Turn the stretch of the entries from the line containing "Trace the outline of every instance of the yellow" through the end of the entries into a JSON list of strings, one string per line. Skip blank lines and leave the pictures out.

━━━━━━━━━━━━━━━━━━━━━━━━━━━━━━

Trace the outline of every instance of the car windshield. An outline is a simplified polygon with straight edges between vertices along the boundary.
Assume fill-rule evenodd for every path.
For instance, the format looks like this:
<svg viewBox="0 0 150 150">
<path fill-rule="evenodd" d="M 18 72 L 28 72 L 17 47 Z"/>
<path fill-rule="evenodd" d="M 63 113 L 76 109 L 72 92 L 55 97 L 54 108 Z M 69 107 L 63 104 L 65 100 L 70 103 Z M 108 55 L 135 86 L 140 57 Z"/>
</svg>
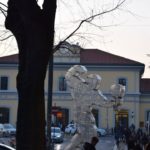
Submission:
<svg viewBox="0 0 150 150">
<path fill-rule="evenodd" d="M 52 133 L 60 133 L 60 129 L 59 128 L 51 128 L 51 132 Z"/>
</svg>

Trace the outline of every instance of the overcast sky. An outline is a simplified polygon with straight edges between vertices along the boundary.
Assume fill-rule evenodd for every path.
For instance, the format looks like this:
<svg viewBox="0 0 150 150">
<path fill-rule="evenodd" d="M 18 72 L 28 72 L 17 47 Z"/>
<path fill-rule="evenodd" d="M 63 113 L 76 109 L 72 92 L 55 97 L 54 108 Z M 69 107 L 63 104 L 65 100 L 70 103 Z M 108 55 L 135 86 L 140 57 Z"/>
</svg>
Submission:
<svg viewBox="0 0 150 150">
<path fill-rule="evenodd" d="M 2 1 L 7 2 L 7 0 L 0 0 Z M 102 9 L 111 8 L 116 1 L 58 0 L 56 42 L 63 40 L 73 31 L 81 19 L 98 13 Z M 126 0 L 121 10 L 102 16 L 95 23 L 109 27 L 100 30 L 84 25 L 78 34 L 70 39 L 70 42 L 78 42 L 84 48 L 98 48 L 144 63 L 146 65 L 144 77 L 150 78 L 150 68 L 148 68 L 150 57 L 147 56 L 150 54 L 150 0 Z M 1 26 L 0 30 L 2 31 Z M 18 52 L 11 41 L 14 40 L 10 39 L 7 44 L 0 42 L 0 56 Z M 14 47 L 13 50 L 12 47 Z"/>
</svg>

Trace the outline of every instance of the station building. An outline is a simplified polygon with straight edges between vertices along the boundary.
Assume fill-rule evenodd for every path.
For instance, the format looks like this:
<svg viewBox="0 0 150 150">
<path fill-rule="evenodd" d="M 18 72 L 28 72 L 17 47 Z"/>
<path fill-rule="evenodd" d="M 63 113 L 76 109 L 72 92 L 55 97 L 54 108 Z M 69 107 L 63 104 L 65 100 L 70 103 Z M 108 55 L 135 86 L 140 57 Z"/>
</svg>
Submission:
<svg viewBox="0 0 150 150">
<path fill-rule="evenodd" d="M 73 121 L 73 99 L 65 81 L 65 74 L 73 65 L 83 65 L 89 74 L 99 74 L 102 78 L 101 91 L 109 99 L 112 84 L 119 83 L 126 87 L 124 103 L 119 111 L 105 107 L 92 110 L 98 127 L 114 128 L 120 124 L 124 127 L 134 124 L 136 128 L 147 126 L 150 122 L 150 79 L 142 78 L 145 65 L 102 50 L 83 49 L 78 45 L 69 45 L 69 48 L 61 48 L 54 54 L 53 123 L 65 126 Z M 0 123 L 9 122 L 16 125 L 17 72 L 18 54 L 0 57 Z M 47 71 L 46 113 L 48 80 Z"/>
</svg>

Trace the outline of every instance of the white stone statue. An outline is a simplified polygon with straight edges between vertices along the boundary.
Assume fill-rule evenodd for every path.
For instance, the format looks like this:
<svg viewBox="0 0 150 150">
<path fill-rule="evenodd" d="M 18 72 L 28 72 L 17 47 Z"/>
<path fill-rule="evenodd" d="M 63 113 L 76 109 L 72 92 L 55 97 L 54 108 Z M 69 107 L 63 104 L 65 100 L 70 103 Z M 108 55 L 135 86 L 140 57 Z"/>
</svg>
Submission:
<svg viewBox="0 0 150 150">
<path fill-rule="evenodd" d="M 65 150 L 80 150 L 84 142 L 90 142 L 93 136 L 97 136 L 92 108 L 99 104 L 98 100 L 106 101 L 107 98 L 99 90 L 101 77 L 95 74 L 87 75 L 84 66 L 73 66 L 65 78 L 73 97 L 74 122 L 77 126 L 77 133 Z"/>
</svg>

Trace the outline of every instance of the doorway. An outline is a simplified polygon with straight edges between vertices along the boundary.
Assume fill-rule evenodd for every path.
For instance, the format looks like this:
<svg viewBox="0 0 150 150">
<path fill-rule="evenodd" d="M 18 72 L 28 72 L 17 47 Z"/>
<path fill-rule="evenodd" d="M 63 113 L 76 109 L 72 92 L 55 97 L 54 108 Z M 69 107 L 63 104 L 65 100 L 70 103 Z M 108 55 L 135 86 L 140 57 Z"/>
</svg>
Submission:
<svg viewBox="0 0 150 150">
<path fill-rule="evenodd" d="M 120 110 L 115 112 L 115 127 L 128 128 L 128 111 Z"/>
</svg>

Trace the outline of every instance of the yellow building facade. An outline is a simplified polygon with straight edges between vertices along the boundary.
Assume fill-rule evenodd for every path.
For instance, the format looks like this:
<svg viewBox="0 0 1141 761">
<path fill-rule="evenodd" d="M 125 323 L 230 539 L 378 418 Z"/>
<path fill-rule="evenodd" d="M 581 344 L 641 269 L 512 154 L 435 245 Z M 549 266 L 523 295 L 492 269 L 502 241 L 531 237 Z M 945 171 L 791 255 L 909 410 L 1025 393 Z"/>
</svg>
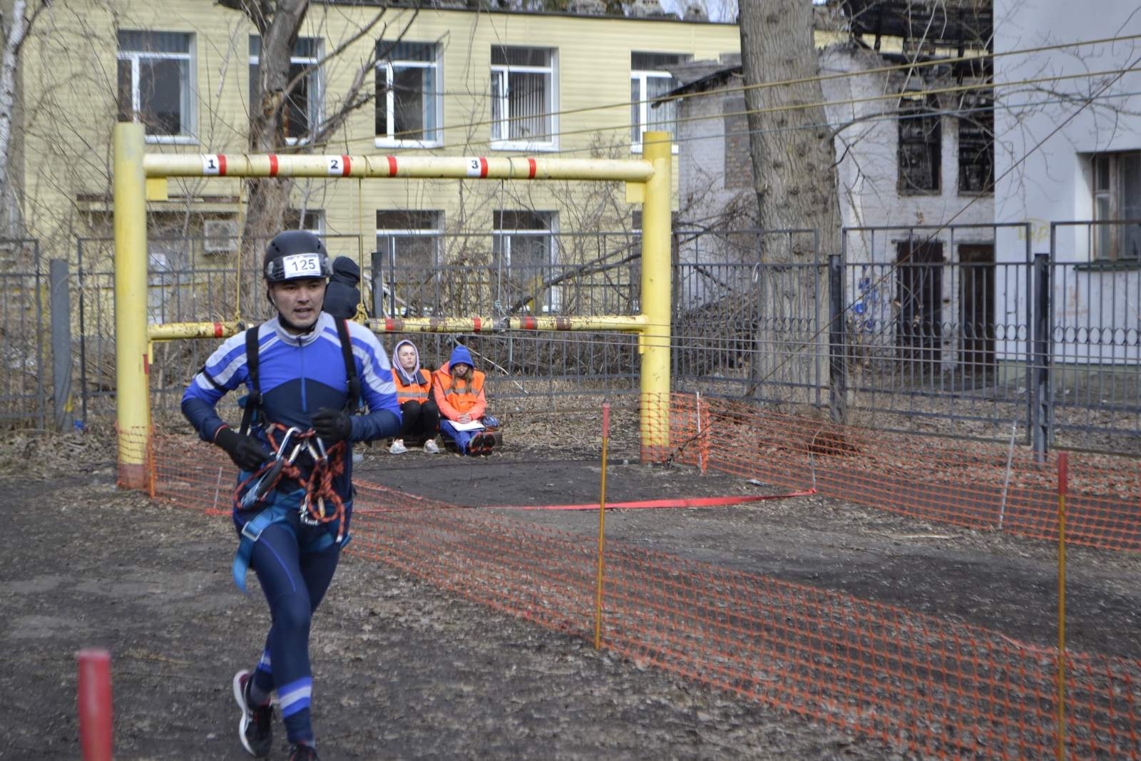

━━━━━━━━━━━━━━━━━━━━━━━━━━━━━━

Result below:
[
  "Trace the outline of every instance of the yellow building facade. An outline is a simplified polygon with straight edges between vertices along the boundary.",
  "Assume fill-rule evenodd for every path.",
  "For instance, the format looks like this:",
  "<svg viewBox=\"0 0 1141 761\">",
  "<path fill-rule=\"evenodd\" d=\"M 125 323 L 230 539 L 378 418 Z\"/>",
  "<path fill-rule=\"evenodd\" d=\"M 581 344 L 641 269 L 512 154 L 435 245 Z M 549 266 L 523 295 L 492 269 L 502 241 L 531 237 Z M 945 171 L 791 255 L 909 410 L 1025 393 Z\"/>",
  "</svg>"
]